ACTIVITY: Every record that follows should be copied exactly. No picture belongs in the copy.

GIVEN RECORDS:
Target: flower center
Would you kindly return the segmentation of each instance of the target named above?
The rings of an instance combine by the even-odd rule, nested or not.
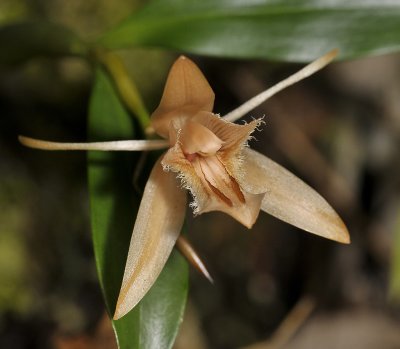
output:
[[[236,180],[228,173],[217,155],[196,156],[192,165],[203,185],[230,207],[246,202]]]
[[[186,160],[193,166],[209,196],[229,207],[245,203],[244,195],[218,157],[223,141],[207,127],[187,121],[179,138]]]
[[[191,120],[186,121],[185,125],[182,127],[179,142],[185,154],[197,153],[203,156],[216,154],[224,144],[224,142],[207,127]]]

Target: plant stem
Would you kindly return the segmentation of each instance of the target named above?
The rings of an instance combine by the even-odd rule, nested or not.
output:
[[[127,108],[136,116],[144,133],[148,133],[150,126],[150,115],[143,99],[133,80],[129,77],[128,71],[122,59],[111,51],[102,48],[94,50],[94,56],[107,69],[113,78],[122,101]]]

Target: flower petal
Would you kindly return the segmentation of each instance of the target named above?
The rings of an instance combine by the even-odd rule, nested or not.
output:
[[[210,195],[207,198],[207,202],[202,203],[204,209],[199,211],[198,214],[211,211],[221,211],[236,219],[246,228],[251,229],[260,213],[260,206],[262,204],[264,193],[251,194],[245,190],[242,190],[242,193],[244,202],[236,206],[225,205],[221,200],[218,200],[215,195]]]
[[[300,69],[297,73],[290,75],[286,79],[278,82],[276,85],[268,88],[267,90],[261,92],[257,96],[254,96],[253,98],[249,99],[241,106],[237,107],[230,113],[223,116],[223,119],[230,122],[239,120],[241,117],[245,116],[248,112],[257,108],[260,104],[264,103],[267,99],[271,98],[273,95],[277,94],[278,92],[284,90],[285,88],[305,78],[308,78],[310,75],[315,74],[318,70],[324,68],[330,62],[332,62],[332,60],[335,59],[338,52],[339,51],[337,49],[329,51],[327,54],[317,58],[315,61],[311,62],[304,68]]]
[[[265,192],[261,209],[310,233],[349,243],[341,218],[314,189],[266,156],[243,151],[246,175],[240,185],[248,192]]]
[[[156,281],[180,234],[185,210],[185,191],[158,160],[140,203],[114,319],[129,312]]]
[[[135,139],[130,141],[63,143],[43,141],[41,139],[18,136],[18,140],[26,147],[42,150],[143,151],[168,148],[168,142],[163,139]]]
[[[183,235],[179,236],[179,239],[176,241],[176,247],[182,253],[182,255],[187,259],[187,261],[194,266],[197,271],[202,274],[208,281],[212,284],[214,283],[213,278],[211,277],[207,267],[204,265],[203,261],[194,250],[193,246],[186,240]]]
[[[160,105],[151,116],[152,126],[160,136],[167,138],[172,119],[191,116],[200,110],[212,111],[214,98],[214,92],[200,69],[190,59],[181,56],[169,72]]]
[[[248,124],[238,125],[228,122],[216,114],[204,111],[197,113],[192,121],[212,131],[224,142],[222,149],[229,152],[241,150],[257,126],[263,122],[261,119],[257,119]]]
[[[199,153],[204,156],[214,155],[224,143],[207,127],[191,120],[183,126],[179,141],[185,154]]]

WRITTEN SOLUTION:
Target: flower center
Would you kindly return the segmentation of each instance of the target named above?
The rings of an instance combine by the even-odd rule, nested or not.
output:
[[[236,180],[228,173],[217,155],[196,156],[192,165],[203,185],[230,207],[246,202]]]
[[[186,160],[193,166],[209,196],[229,207],[245,203],[244,195],[218,157],[223,141],[207,127],[187,121],[179,138]]]
[[[191,120],[186,121],[185,125],[182,127],[179,142],[185,154],[197,153],[203,156],[216,154],[224,144],[224,142],[207,127]]]

Target: plant stem
Would you kindly return the segmentation of each instance of the target named above?
The rings of an instance combine by the even-odd rule, nested or not.
output:
[[[127,108],[136,116],[144,133],[148,133],[150,126],[150,115],[143,99],[133,80],[129,77],[128,71],[122,59],[111,51],[102,48],[94,50],[94,56],[107,69],[113,78],[122,101]]]

Target: flower petal
Would you kindly return the segmentation of each instance of the target named above?
The rings of an instance combine by the even-odd rule, nested or not.
output:
[[[210,195],[207,198],[207,202],[202,203],[204,209],[199,211],[198,214],[211,211],[221,211],[236,219],[246,228],[251,229],[260,213],[260,206],[262,204],[264,193],[251,194],[245,190],[242,190],[242,193],[244,202],[236,206],[225,205],[221,200],[218,200],[215,195]]]
[[[300,69],[297,73],[290,75],[286,79],[278,82],[276,85],[268,88],[267,90],[261,92],[257,96],[254,96],[253,98],[249,99],[241,106],[237,107],[230,113],[223,116],[223,119],[230,122],[239,120],[241,117],[245,116],[248,112],[257,108],[260,104],[264,103],[267,99],[271,98],[273,95],[277,94],[278,92],[284,90],[285,88],[305,78],[308,78],[310,75],[315,74],[318,70],[324,68],[330,62],[332,62],[332,60],[335,59],[338,52],[339,51],[337,49],[329,51],[327,54],[317,58],[315,61],[311,62],[304,68]]]
[[[265,192],[261,209],[310,233],[349,243],[341,218],[314,189],[266,156],[243,151],[246,175],[240,185],[248,192]]]
[[[156,281],[180,234],[185,210],[185,191],[158,160],[140,203],[114,319],[129,312]]]
[[[135,139],[130,141],[63,143],[43,141],[41,139],[18,136],[18,140],[26,147],[42,150],[143,151],[168,148],[168,142],[163,139]]]
[[[183,235],[179,236],[179,239],[176,241],[176,247],[182,253],[182,255],[187,259],[187,261],[194,266],[197,271],[202,274],[208,281],[212,284],[214,283],[213,278],[211,277],[207,267],[204,265],[203,261],[194,250],[193,246],[186,240]]]
[[[160,105],[151,116],[152,126],[160,136],[167,138],[172,119],[191,116],[200,110],[212,111],[214,98],[214,92],[200,69],[190,59],[181,56],[169,72]]]
[[[248,124],[238,125],[228,122],[216,114],[204,111],[197,113],[192,121],[212,131],[224,142],[222,149],[229,152],[241,150],[257,126],[263,122],[261,119],[257,119]]]
[[[199,153],[204,156],[214,155],[224,143],[207,127],[191,120],[183,126],[179,141],[185,154]]]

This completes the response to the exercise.